Write out the lines below again, substituting "foreground clicks" for each occurrence of "positive clicks" and leaving everything else unchanged.

* **Record extracts**:
_____

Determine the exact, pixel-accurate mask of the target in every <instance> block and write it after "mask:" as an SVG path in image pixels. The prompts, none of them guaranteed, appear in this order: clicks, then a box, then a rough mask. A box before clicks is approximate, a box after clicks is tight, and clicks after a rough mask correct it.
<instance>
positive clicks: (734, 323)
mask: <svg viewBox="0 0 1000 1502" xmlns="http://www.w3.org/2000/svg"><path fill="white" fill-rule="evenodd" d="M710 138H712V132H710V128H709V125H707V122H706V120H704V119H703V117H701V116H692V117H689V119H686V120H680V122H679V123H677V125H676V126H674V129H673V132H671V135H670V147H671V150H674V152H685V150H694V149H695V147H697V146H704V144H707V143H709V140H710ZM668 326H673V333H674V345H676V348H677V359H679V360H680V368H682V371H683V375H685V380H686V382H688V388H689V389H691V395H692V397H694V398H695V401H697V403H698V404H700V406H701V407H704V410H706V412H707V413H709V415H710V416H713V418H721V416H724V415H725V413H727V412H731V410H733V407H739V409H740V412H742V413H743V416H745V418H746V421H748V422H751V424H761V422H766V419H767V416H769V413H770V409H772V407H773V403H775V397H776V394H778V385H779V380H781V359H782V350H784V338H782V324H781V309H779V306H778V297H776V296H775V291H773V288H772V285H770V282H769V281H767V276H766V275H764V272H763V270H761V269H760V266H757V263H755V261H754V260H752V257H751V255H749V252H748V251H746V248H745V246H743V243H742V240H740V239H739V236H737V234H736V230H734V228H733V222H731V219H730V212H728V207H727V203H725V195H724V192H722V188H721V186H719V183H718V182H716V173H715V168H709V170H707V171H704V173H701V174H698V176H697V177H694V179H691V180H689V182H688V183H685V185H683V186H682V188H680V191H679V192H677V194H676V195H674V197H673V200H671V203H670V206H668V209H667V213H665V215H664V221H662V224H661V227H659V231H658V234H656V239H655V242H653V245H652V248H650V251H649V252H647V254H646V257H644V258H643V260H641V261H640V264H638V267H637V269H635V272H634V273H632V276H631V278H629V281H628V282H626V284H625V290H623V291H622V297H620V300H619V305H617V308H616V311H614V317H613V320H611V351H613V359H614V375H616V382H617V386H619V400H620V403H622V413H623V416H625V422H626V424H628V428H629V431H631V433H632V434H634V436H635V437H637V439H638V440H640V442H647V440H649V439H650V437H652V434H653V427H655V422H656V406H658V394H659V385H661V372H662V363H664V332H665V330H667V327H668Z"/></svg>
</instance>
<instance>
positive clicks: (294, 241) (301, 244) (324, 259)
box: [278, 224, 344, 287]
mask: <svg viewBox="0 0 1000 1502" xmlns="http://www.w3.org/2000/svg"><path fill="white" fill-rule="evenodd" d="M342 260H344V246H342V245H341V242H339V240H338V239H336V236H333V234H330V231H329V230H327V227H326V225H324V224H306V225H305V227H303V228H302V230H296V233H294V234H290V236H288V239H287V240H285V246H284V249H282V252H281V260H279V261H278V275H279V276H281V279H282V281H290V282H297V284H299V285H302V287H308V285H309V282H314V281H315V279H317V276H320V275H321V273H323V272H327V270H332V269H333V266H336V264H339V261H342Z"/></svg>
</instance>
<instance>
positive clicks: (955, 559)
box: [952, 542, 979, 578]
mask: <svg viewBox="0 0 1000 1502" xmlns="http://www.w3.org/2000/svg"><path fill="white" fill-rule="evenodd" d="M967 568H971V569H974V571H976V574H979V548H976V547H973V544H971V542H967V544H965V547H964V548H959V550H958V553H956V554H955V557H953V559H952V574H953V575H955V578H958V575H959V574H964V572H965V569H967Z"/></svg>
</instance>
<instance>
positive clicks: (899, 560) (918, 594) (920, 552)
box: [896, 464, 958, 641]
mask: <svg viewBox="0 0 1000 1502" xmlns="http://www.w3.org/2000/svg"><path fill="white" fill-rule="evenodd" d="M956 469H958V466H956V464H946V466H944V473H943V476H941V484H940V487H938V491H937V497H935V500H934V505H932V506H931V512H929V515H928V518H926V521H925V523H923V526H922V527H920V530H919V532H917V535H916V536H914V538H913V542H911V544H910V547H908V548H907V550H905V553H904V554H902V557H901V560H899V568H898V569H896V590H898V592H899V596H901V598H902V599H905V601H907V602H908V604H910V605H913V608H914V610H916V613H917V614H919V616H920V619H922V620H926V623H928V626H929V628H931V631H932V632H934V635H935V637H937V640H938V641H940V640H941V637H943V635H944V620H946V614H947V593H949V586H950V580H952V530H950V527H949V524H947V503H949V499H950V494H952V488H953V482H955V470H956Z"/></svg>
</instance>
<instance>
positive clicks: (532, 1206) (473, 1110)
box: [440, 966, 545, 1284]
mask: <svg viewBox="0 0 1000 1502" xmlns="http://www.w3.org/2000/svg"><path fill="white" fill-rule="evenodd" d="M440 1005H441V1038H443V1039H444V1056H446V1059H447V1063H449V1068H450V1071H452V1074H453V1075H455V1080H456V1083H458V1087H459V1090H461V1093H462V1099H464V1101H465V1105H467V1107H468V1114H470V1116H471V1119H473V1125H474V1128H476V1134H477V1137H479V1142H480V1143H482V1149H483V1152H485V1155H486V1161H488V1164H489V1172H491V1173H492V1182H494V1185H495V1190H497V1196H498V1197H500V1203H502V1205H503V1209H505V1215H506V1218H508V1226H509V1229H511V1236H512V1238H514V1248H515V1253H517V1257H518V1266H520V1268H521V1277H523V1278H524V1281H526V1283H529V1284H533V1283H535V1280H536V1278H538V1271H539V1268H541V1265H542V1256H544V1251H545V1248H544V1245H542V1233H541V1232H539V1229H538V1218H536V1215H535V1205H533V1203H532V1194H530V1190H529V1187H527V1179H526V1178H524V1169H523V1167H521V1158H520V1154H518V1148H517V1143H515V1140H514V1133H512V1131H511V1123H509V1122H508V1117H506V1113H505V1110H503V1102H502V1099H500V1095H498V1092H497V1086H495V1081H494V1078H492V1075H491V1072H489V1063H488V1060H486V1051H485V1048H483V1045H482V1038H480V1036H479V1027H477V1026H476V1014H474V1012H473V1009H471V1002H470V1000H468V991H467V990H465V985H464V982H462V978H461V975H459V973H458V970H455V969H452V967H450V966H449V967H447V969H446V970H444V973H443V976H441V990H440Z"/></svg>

_____

* **Exercise result**:
Determine the exact, pixel-accurate mask of the target in every <instance> block and write it after "mask:" as an SVG path in image pixels. The prompts, none of them guaranteed, appear in this order: clicks, then a box, then a rough mask. A box before clicks is approximate, a box after clicks is tight, and clicks after a rough mask correct it.
<instance>
foreground clicks: (734, 323)
mask: <svg viewBox="0 0 1000 1502" xmlns="http://www.w3.org/2000/svg"><path fill="white" fill-rule="evenodd" d="M710 138H712V132H710V128H709V125H707V122H706V120H704V119H703V117H701V116H692V117H689V119H686V120H680V122H679V123H677V125H676V126H674V129H673V132H671V135H670V147H671V150H674V152H685V150H694V149H695V147H697V146H704V144H707V143H709V140H710ZM668 326H673V333H674V345H676V348H677V359H679V360H680V368H682V371H683V375H685V380H686V382H688V388H689V389H691V395H692V397H694V398H695V401H697V403H698V404H700V406H701V407H704V410H706V412H707V413H709V415H710V416H713V418H721V416H724V415H725V413H727V412H731V410H733V407H739V409H740V412H742V413H743V416H745V418H746V421H748V422H751V424H761V422H766V419H767V416H769V413H770V409H772V407H773V403H775V397H776V394H778V385H779V380H781V359H782V350H784V338H782V324H781V309H779V306H778V297H776V296H775V291H773V288H772V285H770V282H769V281H767V276H766V275H764V272H763V270H761V269H760V266H757V263H755V261H754V260H752V257H751V255H749V252H748V251H746V248H745V246H743V243H742V240H740V239H739V236H737V234H736V230H734V228H733V222H731V219H730V212H728V207H727V203H725V195H724V192H722V188H721V186H719V183H718V182H716V173H715V168H709V170H707V171H704V173H701V174H698V176H697V177H694V179H691V180H689V182H688V183H685V185H683V186H682V188H680V191H679V192H677V194H676V195H674V197H673V200H671V203H670V206H668V209H667V213H665V215H664V221H662V224H661V227H659V231H658V234H656V239H655V242H653V245H652V248H650V251H649V252H647V254H646V257H644V258H643V260H641V261H640V264H638V267H637V269H635V272H634V273H632V276H631V278H629V281H628V282H626V284H625V290H623V291H622V297H620V300H619V305H617V308H616V311H614V317H613V320H611V351H613V359H614V375H616V382H617V386H619V400H620V403H622V413H623V416H625V422H626V424H628V428H629V431H631V433H632V434H634V436H635V437H637V439H638V440H640V442H647V440H649V439H650V437H652V434H653V427H655V422H656V406H658V394H659V385H661V372H662V363H664V332H665V330H667V327H668Z"/></svg>
</instance>
<instance>
foreground clicks: (294, 241) (301, 244) (324, 259)
box: [278, 224, 344, 287]
mask: <svg viewBox="0 0 1000 1502" xmlns="http://www.w3.org/2000/svg"><path fill="white" fill-rule="evenodd" d="M342 260H344V246H342V245H341V242H339V240H338V239H336V236H333V234H330V231H329V230H327V227H326V225H324V224H306V225H305V227H303V228H302V230H296V233H294V234H290V236H288V239H287V240H285V246H284V249H282V252H281V260H279V261H278V275H279V276H281V279H282V281H290V282H297V284H299V285H302V287H308V285H309V282H314V281H315V279H317V276H320V275H321V273H323V272H327V270H332V269H333V266H336V264H339V261H342Z"/></svg>
</instance>
<instance>
foreground clicks: (955, 559)
box: [952, 542, 979, 578]
mask: <svg viewBox="0 0 1000 1502" xmlns="http://www.w3.org/2000/svg"><path fill="white" fill-rule="evenodd" d="M967 568H971V569H974V571H976V574H979V548H976V547H973V544H971V542H967V544H965V547H964V548H959V550H958V553H956V554H955V557H953V559H952V574H953V575H955V578H958V575H959V574H964V572H965V569H967Z"/></svg>
</instance>
<instance>
foreground clicks: (899, 560) (918, 594) (920, 552)
box: [896, 464, 958, 641]
mask: <svg viewBox="0 0 1000 1502" xmlns="http://www.w3.org/2000/svg"><path fill="white" fill-rule="evenodd" d="M956 469H958V466H956V464H946V466H944V473H943V476H941V484H940V487H938V491H937V497H935V500H934V505H932V506H931V512H929V515H928V518H926V521H925V523H923V526H922V527H920V530H919V532H917V535H916V536H914V538H913V542H911V544H910V547H908V548H907V550H905V553H904V554H902V557H901V560H899V568H898V569H896V590H898V592H899V596H901V598H902V599H905V601H907V602H908V604H910V605H913V608H914V610H916V613H917V614H919V616H920V619H922V620H926V623H928V626H929V628H931V631H932V632H934V635H935V637H937V640H938V641H940V640H941V637H943V635H944V620H946V614H947V593H949V586H950V580H952V530H950V527H949V524H947V503H949V499H950V494H952V488H953V482H955V470H956Z"/></svg>
</instance>
<instance>
foreground clicks: (532, 1206) (473, 1110)
box: [440, 966, 545, 1284]
mask: <svg viewBox="0 0 1000 1502" xmlns="http://www.w3.org/2000/svg"><path fill="white" fill-rule="evenodd" d="M440 1005H441V1038H443V1039H444V1056H446V1059H447V1063H449V1068H450V1071H452V1074H453V1075H455V1080H456V1083H458V1087H459V1090H461V1093H462V1099H464V1101H465V1105H467V1107H468V1114H470V1116H471V1119H473V1125H474V1128H476V1134H477V1137H479V1142H480V1143H482V1149H483V1152H485V1155H486V1161H488V1164H489V1172H491V1173H492V1182H494V1185H495V1190H497V1196H498V1197H500V1203H502V1205H503V1209H505V1215H506V1218H508V1226H509V1229H511V1236H512V1238H514V1248H515V1253H517V1257H518V1266H520V1268H521V1277H523V1278H524V1281H526V1283H529V1284H533V1283H535V1280H536V1278H538V1271H539V1268H541V1265H542V1256H544V1251H545V1248H544V1245H542V1233H541V1232H539V1229H538V1218H536V1215H535V1205H533V1203H532V1194H530V1190H529V1187H527V1179H526V1178H524V1169H523V1167H521V1158H520V1154H518V1148H517V1143H515V1140H514V1133H512V1131H511V1123H509V1122H508V1117H506V1113H505V1110H503V1102H502V1099H500V1095H498V1092H497V1086H495V1081H494V1078H492V1075H491V1072H489V1063H488V1060H486V1051H485V1048H483V1045H482V1038H480V1036H479V1027H477V1026H476V1014H474V1012H473V1009H471V1002H470V1000H468V991H467V990H465V985H464V982H462V978H461V975H459V973H458V970H455V969H452V967H450V966H449V967H447V969H446V970H444V973H443V976H441V990H440Z"/></svg>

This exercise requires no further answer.